══ TASK DATA ══
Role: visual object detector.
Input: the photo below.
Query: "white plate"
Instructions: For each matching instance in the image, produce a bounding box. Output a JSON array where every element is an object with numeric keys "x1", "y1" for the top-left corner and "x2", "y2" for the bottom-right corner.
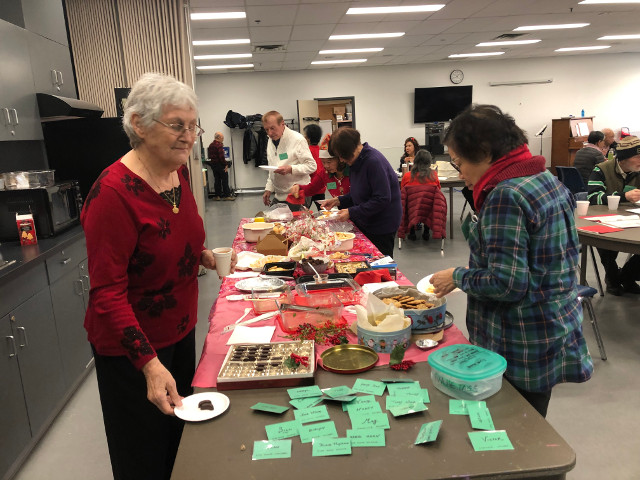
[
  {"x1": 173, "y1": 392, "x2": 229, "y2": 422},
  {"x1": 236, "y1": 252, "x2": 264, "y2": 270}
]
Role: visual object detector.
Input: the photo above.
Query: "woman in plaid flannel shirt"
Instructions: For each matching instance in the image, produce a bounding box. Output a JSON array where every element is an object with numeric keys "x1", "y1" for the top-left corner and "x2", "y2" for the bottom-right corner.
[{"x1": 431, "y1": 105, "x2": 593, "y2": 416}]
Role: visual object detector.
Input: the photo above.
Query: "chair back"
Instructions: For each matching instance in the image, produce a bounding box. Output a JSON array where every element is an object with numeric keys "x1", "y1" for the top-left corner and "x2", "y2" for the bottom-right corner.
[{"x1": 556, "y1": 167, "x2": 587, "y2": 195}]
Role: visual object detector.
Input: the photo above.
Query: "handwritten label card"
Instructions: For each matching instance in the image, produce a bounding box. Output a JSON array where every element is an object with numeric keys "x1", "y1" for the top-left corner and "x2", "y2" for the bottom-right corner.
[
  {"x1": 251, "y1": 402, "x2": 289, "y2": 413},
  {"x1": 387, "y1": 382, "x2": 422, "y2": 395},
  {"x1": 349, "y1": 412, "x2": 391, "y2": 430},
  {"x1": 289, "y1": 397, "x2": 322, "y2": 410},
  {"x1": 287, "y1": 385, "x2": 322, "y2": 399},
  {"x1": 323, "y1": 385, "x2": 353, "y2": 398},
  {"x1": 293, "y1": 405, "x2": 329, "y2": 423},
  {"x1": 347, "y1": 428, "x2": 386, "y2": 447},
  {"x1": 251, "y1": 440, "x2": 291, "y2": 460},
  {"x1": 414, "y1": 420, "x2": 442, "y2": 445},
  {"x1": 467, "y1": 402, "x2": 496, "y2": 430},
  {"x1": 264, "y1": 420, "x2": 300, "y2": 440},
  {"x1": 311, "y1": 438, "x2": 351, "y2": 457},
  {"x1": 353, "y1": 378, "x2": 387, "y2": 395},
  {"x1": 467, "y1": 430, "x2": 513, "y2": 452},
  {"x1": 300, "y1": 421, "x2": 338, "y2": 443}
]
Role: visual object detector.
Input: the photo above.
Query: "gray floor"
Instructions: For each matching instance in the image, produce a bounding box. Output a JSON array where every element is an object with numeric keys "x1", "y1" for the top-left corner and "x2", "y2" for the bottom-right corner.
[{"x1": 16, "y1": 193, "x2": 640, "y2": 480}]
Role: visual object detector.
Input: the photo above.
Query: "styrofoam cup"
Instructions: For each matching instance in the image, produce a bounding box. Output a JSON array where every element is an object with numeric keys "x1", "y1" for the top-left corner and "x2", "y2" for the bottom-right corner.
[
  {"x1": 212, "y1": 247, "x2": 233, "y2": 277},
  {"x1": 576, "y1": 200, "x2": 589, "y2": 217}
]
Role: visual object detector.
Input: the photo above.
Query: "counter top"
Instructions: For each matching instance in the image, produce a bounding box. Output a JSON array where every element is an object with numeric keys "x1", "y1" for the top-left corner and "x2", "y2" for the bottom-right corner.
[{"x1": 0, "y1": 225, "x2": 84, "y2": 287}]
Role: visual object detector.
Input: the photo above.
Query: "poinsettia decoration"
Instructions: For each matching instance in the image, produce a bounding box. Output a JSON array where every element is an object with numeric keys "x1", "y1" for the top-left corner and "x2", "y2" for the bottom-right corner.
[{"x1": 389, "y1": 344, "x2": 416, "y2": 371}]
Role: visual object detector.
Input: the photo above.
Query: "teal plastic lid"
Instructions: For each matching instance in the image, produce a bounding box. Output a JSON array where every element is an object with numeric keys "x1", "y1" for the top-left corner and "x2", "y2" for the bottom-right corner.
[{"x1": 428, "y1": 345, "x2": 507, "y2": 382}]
═══
In the entries above, find each line that contains the string "Query" and copy those lines out.

• TASK RESULT:
Query: "white plate"
Query: "woman in plaid flannel shirt"
Query: "chair back"
Query: "handwritten label card"
Query: "gray floor"
Query: "styrofoam cup"
Query: "counter top"
Query: "poinsettia decoration"
Query: "teal plastic lid"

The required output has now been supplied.